- What the task asks: In the text below about Dr. Paul Nicoletti, turn the paragraph that begins "From 1962 to 1968" into a brief list of his posts, keeping the dates, places and focus of his work.

- Reading text:
..........

Dr. Paul Nicoletti is a veterinarian and epidemiologist who spent the bulk of his career with the USDA and the University of Florida’s College of Veterinary Medicine. Nicoletti made a lasting contribution to Florida agriculture by improving the procedures used to control bovine brucellosis, or Bang’s disease. He is an internationally recognized authority on bovine brucellosis, and his efforts led to the eventual eradication of the disease in Florida.
Nicoletti was born in 1932 in Goodman, Missouri, and grew up on a small dairy farm. He graduated from the University of Missouri’s College of Veterinary Medicine in 1956. In 1962 he earned a master’s degree from the University of Wisconsin, where he wrote his thesis on brucellosis.
From 1962 to 1968, Nicoletti worked as a USDA regional epidemiologist in Albany, New York. In this capacity he began conducting field investigations of brucellosis. From 1968 to 1972, he served in Iran as an epizootiologist for the United Nations’ Food and Agriculture Organization. He then returned to the United States and to his work as a regional epidemiologist with the USDA. In 1975 he was transferred to Gainesville, Florida, where his focus was once again brucellosis.
Brucellosis is a bacterial disease that can affect humans as well as animals. In cattle the most common clinical sign is spontaneous abortion. In humans, symptoms include fevers, weakness, anemia, headaches, depression, and muscle pain. Brucellosis is an occupational hazard for farm workers, slaughterhouse workers, and veterinarians, who might be exposed to infected animals.
When Nicoletti began his work in Gainesville, the national brucellosis control program was a subject of controversy. The major elements of the program were vaccination of young cattle and slaughter of cattle that were positively identified for the disease by a blood test. Compliance was compulsory, and cattle owners were only partially compensated for their losses.

..........

- Records shown:
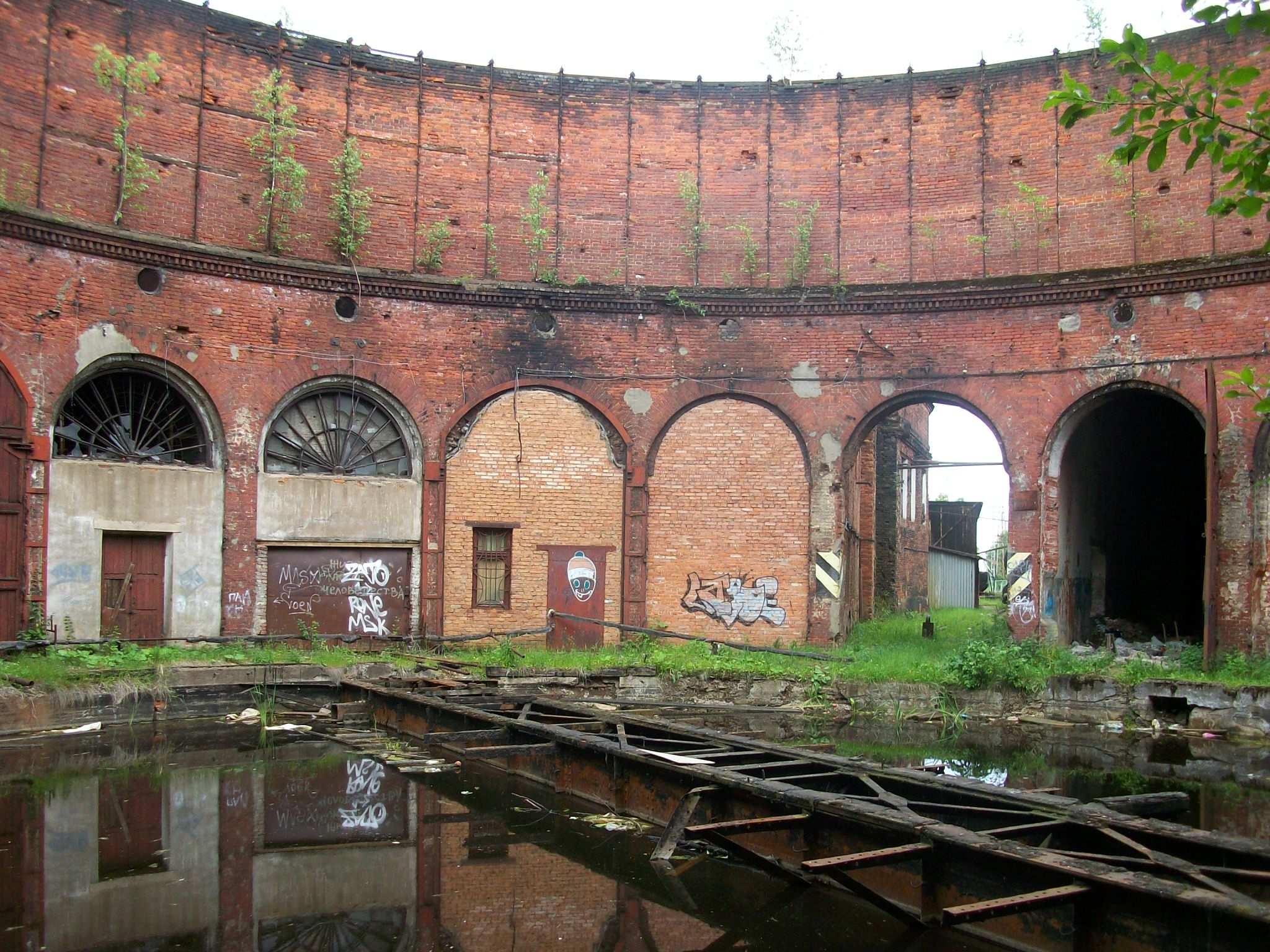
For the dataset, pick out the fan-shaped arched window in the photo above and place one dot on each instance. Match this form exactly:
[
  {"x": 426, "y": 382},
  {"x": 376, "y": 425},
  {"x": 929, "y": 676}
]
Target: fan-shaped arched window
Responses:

..........

- Solution for this problem:
- 1962–1968: USDA regional epidemiologist in Albany, New York, where he began field investigations of brucellosis
- 1968–1972: epizootiologist in Iran for the United Nations' Food and Agriculture Organization
- Then: back in the United States as a USDA regional epidemiologist
- 1975: transferred to Gainesville, Florida, with brucellosis again his focus